- EXTRAIT DU DOCUMENT
>>>>>
Combien de croyants y a-t-il dans le monde ? Quelle est leur répartition confessionnelle ? Et quid des sans-religions ? Dans cet article s’appuyant sur les enquêtes et sondages du Pew Research center, la journaliste britannique Harriet Sherwood dresse un état des lieux factuel des différentes dynamiques religieuses dans le monde.
Si vous pensez que la religion appartient au passé et que nous vivons dans un nouvel âge de raison, alors vérifier les statistiques : 84% de la population mondiale s’identifie à un groupe religieux. Les membres de cette population sont généralement plus jeunes et ont plus d’enfants que ceux qui n’ont pas d’appartenance religieuse.
Le monde devient donc de plus en plus religieux, pas moins – bien qu’il existe d’importantes variations géographiques.
Selon les chiffres de la dernière enquête de 2015, les chrétiens forment de loin le groupe religieux le plus important, avec 2,3 milliards d’adhérents, soit 31,2% de la population mondiale totale de 7,3 milliards. Viennent ensuite les musulmans (1,8 milliard, ou 24,1%), les hindous (1,1 milliard, ou 15,1%) et les bouddhistes (500 millions, ou 6,9%).
La catégorie suivante regroupe les personnes pratiquant des religions populaires ou traditionnelles ; ils sont 400 millions, soit 6% du total mondial. Les adeptes de religions moins pratiquées, y compris le sikhisme, les bahaïs et le jaïnisme, totalisent 58 millions, soit bien moins de 1%. Il y a 14 millions de Juifs dans le monde, soit environ 0,2% de la population mondiale, concentrés aux États-Unis et en Israël.
Mais la troisième plus grande catégorie est absente de cette liste. En 2015, 1,2 milliard de personnes dans le monde, soit 16%, ont déclaré n’avoir aucune affiliation religieuse. Cela ne signifie pas que tous ces gens soient des athées engagés; certains – peut-être même la plupart – ont un sens aigu de la spiritualité ou de la conviction en Dieu, des dieux ou des forces directrices, mais ils ne s’identifient pas à une religion organisée et ne la pratiquent pas.
Presque toutes les religions sont divisés en courants. Les chrétiens peuvent être catholiques romains (le plus grand groupe avec près de 1,3 milliard d’adhérents), protestants, orthodoxes orientaux, grecs orthodoxes, anglicans ou de nombreuses autres sous-dénominations.
Les musulmans peuvent être sunnites (la majorité), chiites, ibadites, ahmadis ou soufis. L’hindouisme comprend quatre groupes principaux: le Vaishnavisme, le Shaivisme, le Shaktisme et le Smartisme.
Il existe deux traditions principales dans le bouddhisme – Theravāda et Mahayana, chacune avec des sous-groupes. Les Juifs peuvent être orthodoxes (ou ultra-orthodoxes), conservateurs, réformés ou appartenir à des groupes plus restreints.
<<<<<
- Enregistrements tirés d'un jeu de données
>>>>>
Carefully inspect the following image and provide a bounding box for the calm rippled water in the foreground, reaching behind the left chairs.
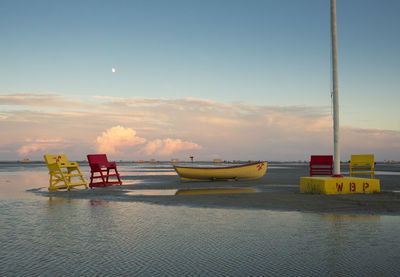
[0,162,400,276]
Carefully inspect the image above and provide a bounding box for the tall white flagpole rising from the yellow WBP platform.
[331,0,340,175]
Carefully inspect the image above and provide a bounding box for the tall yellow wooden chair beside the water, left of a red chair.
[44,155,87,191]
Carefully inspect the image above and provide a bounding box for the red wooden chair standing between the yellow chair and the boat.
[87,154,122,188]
<<<<<
>>>>>
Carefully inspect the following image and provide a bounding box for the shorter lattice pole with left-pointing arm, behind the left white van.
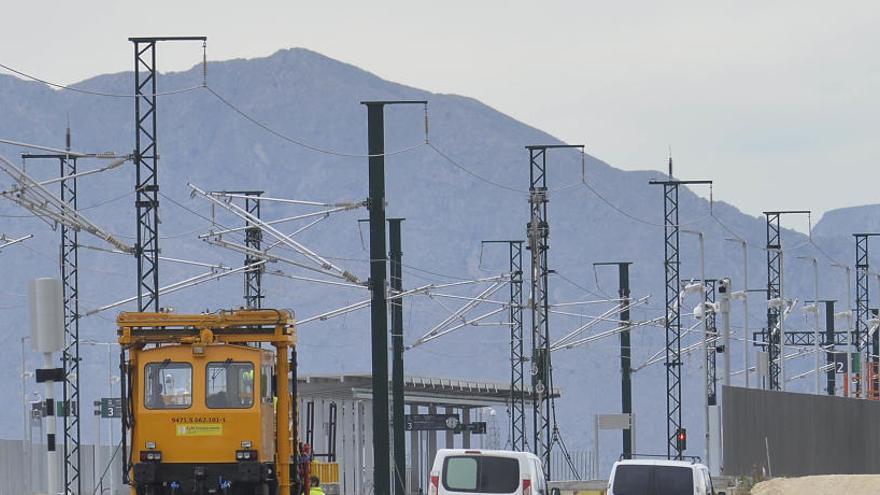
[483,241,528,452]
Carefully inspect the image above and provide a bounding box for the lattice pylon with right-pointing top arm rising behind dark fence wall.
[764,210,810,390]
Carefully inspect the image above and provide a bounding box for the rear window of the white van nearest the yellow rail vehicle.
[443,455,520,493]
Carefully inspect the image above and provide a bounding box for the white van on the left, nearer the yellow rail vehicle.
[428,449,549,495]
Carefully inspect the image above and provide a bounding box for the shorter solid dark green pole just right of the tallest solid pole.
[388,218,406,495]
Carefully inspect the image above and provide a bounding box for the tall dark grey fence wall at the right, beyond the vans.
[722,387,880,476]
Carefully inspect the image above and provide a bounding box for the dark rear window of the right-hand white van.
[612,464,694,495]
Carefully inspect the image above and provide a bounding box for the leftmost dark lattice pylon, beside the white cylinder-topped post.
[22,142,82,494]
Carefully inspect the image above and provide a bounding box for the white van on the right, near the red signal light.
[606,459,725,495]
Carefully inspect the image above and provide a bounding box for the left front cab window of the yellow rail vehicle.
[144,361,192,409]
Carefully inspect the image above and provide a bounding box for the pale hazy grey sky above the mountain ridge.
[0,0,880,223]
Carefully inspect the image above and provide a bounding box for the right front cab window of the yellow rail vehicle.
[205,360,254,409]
<<<<<
- CONSIGNES
A – Recopiez le passage du texte sur les religions dans le monde qui va de "Mais la troisième" à "nombreuses autres sous-dénominations.".
B – Quels sont les groupes principaux de l'hindouisme cités dans le texte sur les religions dans le monde ? Donnez-les tous.
C – Reprenez le texte sur les religions dans le monde là où il s'arrête et écrivez la suite.

- RÉPONSES PAR CONSIGNE
A –
Mais la troisième plus grande catégorie est absente de cette liste. En 2015, 1,2 milliard de personnes dans le monde, soit 16%, ont déclaré n’avoir aucune affiliation religieuse. Cela ne signifie pas que tous ces gens soient des athées engagés; certains – peut-être même la plupart – ont un sens aigu de la spiritualité ou de la conviction en Dieu, des dieux ou des forces directrices, mais ils ne s’identifient pas à une religion organisée et ne la pratiquent pas.
Presque toutes les religions sont divisés en courants. Les chrétiens peuvent être catholiques romains (le plus grand groupe avec près de 1,3 milliard d’adhérents), protestants, orthodoxes orientaux, grecs orthodoxes, anglicans ou de nombreuses autres sous-dénominations.

B –
- le Vaishnavisme
- le Shaivisme
- le Shaktisme
- le Smartisme

C –
L’islam est la religion qui connaît la croissance la plus rapide au monde – deux fois supérieure à celle de la population mondiale globale. Entre 2015 et 2060, la population mondiale devrait augmenter de 32 %, mais la population musulmane devrait augmenter de 70 % (…) Le christianisme perdra probablement sa première place dans le classement mondial des religions par rapport à l’Islam au milieu de ce siècle.
La géographie est importante dans la religion. L’Asie est la région la plus peuplée du monde et aussi la plus religieuse. L’Asie abrite 99% des hindous, 99% des bouddhistes et 90% de ceux qui pratiquent des religions traditionnelles ou folkloriques. La région héberge également 76% de la population mondiale non affiliée sur le plan religieux, dont 700 millions de Chinois.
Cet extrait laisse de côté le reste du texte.